HOW TO COMPLETE THIS TASK → From the listing below, return every line with the string "jersey" in it.

DATASET EXTRACT →
*** Begin section ***

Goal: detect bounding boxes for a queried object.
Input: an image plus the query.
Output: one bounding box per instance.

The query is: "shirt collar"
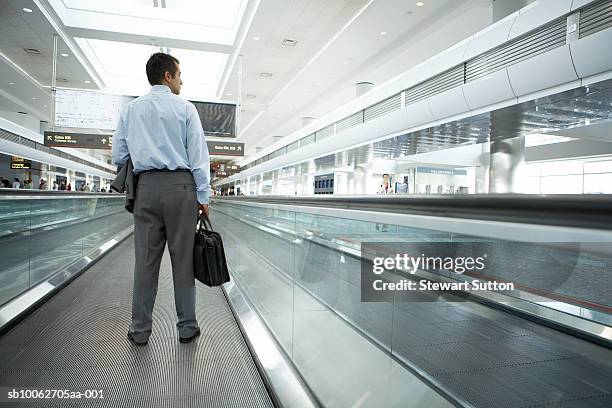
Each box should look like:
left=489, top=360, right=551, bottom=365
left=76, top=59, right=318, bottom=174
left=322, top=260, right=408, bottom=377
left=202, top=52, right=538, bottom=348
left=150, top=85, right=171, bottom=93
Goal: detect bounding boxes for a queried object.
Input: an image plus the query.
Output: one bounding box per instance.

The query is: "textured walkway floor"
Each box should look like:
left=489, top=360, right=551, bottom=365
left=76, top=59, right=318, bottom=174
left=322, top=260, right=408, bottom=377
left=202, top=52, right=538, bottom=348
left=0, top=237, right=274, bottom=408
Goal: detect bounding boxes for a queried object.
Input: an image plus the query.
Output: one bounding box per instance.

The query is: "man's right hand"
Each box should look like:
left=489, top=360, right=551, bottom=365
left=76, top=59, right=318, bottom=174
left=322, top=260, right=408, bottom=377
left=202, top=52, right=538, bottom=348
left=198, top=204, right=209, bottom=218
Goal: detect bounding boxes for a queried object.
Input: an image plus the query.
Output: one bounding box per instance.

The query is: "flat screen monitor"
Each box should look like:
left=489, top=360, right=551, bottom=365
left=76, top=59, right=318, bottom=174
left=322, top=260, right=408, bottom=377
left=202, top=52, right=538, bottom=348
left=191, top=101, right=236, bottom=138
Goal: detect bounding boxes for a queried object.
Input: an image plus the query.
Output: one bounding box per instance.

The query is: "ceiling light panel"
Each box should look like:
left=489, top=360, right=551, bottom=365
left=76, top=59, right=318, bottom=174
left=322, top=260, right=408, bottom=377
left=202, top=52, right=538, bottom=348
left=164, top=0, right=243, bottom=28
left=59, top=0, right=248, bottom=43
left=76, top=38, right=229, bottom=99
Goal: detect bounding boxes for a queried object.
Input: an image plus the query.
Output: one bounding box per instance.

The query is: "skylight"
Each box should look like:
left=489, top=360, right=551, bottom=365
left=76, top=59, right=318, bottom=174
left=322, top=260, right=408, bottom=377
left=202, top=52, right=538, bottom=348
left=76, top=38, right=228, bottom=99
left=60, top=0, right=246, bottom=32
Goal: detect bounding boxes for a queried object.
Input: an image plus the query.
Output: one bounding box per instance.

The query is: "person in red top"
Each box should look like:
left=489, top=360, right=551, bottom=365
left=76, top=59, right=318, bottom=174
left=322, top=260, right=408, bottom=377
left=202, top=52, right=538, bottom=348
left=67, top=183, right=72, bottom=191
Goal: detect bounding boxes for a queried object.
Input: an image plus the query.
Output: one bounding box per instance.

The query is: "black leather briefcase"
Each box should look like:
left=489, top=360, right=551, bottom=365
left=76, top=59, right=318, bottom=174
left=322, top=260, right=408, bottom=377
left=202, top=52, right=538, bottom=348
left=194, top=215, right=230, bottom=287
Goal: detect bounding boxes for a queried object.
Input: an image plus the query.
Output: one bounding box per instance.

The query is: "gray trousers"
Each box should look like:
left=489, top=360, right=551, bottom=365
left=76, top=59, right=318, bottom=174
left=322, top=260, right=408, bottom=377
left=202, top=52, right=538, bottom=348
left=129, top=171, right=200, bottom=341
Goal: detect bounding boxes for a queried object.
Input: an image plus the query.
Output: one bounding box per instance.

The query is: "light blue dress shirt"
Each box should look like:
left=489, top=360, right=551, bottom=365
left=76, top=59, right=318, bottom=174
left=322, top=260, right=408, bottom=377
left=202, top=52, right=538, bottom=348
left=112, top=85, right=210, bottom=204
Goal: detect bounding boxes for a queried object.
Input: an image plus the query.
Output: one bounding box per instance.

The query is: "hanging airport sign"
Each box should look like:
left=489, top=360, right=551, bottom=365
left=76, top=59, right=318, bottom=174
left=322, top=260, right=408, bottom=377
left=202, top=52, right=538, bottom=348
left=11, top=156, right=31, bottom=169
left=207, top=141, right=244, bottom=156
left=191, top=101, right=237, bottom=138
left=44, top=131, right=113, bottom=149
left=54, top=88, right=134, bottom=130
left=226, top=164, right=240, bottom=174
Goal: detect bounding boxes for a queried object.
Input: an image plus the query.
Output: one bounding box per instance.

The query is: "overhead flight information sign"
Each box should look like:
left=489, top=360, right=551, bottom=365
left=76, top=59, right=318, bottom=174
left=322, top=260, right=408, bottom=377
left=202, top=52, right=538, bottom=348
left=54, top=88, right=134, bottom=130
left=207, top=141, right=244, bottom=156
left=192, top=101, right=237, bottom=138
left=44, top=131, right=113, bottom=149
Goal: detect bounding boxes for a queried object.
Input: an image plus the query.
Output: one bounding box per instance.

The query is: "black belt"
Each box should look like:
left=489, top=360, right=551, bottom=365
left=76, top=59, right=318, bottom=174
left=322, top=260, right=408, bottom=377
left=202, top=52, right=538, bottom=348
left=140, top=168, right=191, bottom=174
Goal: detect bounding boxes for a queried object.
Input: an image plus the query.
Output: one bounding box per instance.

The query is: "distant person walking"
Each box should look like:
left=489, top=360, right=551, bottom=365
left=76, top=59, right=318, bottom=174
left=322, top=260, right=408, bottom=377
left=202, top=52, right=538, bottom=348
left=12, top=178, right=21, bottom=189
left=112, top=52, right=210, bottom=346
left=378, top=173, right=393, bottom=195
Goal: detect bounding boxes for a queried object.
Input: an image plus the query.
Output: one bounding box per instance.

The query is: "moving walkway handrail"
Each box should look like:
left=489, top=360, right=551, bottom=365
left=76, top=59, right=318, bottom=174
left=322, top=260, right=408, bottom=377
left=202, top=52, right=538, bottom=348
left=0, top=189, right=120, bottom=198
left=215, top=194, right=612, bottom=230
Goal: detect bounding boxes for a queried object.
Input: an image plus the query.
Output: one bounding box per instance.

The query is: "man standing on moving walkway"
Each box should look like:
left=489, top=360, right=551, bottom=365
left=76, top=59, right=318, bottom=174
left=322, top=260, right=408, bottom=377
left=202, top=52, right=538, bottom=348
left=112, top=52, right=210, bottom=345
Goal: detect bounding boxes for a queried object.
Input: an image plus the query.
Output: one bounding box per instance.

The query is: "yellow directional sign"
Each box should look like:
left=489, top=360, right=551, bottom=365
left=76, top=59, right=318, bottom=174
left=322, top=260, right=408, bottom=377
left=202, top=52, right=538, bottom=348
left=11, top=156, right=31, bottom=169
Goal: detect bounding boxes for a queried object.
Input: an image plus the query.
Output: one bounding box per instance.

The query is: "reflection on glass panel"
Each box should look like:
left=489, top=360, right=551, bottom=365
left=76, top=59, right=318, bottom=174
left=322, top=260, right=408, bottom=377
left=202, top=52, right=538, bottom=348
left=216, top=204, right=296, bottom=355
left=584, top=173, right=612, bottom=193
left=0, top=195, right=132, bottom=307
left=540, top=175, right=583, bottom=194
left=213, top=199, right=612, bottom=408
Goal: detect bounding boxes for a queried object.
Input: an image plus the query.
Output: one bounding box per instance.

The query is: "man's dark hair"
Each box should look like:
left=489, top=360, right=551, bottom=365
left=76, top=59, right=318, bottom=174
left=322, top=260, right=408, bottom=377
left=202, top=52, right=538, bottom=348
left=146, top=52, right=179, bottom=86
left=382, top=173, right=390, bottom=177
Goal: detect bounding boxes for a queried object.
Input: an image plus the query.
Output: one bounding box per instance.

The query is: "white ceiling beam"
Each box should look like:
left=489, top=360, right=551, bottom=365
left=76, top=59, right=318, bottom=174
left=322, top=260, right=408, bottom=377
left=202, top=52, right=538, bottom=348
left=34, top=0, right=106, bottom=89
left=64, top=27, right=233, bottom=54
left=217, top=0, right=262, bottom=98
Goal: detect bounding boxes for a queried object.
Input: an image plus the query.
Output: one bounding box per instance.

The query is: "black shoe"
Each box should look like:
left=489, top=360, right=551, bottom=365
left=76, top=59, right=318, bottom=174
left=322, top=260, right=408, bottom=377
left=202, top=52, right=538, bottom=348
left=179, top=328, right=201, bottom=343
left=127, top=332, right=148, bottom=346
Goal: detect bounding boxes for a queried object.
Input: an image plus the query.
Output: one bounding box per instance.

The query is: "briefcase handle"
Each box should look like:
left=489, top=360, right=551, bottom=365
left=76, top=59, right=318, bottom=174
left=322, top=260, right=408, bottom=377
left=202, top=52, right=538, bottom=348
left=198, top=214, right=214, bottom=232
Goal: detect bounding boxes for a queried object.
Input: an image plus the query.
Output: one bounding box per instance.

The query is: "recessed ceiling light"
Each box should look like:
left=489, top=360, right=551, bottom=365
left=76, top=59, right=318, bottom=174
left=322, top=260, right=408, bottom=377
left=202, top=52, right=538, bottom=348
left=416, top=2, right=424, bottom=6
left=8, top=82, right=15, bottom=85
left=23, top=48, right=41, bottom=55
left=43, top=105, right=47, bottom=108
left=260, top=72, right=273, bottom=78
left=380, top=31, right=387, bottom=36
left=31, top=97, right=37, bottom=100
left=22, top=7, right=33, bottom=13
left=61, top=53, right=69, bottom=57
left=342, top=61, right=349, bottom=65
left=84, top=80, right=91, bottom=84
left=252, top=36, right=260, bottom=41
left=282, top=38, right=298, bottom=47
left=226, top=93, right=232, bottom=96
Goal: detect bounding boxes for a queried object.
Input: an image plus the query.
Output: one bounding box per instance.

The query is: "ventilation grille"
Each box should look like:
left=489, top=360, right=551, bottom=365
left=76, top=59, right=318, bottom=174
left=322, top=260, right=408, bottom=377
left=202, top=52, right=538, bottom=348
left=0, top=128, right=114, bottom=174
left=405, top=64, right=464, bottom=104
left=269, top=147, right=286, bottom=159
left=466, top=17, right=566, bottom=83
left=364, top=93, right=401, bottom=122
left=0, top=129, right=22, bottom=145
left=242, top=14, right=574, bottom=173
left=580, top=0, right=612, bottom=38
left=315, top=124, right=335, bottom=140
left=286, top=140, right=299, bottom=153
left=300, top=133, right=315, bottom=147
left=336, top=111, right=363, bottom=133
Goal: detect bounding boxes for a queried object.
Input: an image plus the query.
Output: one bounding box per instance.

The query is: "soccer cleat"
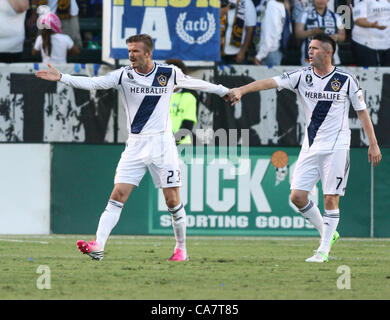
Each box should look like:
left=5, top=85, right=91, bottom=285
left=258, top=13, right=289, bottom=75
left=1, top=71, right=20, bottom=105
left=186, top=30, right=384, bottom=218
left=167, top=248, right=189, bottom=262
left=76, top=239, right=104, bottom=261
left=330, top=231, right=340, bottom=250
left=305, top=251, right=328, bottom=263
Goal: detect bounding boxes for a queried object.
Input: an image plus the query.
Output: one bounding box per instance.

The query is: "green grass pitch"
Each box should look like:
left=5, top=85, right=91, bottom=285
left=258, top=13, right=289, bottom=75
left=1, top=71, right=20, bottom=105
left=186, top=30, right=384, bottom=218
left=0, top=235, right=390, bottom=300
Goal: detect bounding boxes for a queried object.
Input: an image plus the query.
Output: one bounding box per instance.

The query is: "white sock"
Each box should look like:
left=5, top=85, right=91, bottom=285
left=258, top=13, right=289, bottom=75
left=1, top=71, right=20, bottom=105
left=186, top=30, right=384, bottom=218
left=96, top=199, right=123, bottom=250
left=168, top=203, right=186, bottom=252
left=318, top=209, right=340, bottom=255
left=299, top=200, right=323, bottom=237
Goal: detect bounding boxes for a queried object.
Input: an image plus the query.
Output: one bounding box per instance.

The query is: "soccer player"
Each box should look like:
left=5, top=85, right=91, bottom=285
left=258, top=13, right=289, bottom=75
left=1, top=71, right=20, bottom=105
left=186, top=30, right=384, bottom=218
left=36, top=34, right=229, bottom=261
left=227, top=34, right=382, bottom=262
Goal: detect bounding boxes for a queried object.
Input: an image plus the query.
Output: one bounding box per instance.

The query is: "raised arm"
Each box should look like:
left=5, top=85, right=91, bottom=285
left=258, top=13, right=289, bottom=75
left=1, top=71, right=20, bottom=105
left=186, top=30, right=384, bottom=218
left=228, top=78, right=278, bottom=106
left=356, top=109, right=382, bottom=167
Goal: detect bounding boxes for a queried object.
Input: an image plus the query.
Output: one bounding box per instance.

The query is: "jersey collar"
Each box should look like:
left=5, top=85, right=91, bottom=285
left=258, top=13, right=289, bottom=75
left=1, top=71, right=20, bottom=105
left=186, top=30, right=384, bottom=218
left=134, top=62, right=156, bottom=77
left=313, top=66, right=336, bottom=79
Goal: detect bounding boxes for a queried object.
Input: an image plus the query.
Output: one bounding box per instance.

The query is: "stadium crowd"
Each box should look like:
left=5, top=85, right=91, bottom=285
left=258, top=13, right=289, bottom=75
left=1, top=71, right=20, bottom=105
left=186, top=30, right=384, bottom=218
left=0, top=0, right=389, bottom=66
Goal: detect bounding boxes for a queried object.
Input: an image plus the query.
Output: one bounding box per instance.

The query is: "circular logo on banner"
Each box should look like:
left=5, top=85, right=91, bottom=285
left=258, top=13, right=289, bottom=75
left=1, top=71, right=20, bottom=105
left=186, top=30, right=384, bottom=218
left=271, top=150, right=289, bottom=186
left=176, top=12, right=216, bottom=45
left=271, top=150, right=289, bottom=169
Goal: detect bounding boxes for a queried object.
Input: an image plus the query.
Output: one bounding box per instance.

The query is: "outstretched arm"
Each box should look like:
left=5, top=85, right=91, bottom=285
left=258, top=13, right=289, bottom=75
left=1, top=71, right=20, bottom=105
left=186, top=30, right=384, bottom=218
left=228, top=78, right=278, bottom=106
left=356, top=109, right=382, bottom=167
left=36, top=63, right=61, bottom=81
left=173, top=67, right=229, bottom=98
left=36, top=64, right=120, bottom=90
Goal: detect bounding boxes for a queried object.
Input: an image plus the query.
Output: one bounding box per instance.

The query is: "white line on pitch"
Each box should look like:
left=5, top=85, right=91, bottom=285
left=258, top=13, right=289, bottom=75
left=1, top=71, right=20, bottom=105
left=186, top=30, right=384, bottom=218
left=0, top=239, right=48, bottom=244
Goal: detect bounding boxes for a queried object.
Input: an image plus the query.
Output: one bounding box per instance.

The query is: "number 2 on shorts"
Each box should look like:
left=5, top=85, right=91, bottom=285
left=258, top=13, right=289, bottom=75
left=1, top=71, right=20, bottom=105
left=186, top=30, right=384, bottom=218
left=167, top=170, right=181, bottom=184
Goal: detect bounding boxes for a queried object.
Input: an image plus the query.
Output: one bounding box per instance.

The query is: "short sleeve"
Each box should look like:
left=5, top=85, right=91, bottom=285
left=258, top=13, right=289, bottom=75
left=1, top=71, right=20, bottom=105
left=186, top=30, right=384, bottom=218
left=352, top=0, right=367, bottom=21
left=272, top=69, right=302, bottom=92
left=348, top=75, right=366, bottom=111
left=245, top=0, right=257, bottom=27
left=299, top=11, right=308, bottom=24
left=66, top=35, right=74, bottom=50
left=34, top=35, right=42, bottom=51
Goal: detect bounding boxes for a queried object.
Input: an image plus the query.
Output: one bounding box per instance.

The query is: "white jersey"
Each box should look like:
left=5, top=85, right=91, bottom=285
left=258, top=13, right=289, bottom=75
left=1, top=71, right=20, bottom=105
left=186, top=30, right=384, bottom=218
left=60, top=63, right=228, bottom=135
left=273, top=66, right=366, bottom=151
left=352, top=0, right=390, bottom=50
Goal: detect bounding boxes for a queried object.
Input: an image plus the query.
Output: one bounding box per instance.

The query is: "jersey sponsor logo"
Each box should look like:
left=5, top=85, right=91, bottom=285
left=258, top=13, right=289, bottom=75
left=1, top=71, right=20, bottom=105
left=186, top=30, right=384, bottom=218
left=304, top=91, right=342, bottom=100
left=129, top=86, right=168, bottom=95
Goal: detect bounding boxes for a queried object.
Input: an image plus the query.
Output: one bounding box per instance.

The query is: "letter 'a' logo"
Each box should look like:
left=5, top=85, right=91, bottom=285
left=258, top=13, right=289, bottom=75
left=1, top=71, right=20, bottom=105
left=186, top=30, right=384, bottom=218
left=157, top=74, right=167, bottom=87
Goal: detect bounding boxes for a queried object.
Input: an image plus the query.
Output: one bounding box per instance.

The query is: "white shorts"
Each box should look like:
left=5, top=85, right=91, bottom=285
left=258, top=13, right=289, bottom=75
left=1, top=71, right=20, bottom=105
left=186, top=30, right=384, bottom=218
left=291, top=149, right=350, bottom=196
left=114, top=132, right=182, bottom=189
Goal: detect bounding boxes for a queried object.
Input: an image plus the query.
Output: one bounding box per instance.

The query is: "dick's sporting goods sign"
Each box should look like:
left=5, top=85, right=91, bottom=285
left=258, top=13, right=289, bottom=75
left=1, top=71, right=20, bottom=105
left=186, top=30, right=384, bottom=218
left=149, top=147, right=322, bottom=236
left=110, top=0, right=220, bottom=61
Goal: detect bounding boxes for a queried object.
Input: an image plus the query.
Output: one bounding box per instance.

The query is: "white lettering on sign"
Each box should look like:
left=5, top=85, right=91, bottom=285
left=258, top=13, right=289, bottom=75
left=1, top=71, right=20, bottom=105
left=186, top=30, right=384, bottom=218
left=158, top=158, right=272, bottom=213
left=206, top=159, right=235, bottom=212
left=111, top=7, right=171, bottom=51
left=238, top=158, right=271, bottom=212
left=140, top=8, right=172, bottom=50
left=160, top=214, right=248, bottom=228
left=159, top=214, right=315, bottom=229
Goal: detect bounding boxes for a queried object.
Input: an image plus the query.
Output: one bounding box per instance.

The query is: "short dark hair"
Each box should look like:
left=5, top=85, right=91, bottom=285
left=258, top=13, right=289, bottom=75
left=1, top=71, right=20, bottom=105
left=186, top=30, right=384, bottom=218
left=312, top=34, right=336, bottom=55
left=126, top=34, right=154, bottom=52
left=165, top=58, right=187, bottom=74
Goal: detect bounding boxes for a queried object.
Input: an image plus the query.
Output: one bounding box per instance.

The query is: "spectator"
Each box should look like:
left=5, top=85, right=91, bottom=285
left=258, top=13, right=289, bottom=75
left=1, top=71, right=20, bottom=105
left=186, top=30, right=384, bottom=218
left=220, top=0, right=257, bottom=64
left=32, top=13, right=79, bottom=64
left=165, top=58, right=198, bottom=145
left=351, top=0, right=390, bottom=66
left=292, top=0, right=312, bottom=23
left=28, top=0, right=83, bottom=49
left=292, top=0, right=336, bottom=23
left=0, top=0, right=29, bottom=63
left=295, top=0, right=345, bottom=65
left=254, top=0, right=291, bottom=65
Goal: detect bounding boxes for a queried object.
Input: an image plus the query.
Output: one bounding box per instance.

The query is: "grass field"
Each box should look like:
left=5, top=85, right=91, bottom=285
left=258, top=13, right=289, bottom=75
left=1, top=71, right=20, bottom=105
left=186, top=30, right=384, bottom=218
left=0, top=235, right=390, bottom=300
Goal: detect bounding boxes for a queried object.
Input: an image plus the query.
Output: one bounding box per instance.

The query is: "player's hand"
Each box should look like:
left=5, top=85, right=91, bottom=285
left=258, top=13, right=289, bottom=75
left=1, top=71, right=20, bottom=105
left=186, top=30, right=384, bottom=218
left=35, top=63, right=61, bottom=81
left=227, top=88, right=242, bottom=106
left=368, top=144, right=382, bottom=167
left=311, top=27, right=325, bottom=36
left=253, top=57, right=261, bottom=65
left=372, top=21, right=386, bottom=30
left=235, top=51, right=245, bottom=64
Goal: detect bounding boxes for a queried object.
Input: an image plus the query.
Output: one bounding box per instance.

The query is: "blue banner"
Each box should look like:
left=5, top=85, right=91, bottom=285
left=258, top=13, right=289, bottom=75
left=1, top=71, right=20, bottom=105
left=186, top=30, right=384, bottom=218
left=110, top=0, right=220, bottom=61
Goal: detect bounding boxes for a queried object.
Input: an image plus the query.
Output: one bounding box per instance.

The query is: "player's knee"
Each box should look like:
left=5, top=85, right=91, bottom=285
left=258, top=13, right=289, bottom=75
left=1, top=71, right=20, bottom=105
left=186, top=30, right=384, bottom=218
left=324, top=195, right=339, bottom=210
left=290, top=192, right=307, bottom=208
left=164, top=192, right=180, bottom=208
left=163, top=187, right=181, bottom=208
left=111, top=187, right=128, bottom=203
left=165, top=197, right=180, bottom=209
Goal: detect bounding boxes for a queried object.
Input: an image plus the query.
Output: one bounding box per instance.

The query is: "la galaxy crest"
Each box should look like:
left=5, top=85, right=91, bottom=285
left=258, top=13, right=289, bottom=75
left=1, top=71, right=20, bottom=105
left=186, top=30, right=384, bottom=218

*** End section ***

RESULT →
The query is: "jersey collar"
The query is: "white jersey"
The query is: "jersey sponsor logo"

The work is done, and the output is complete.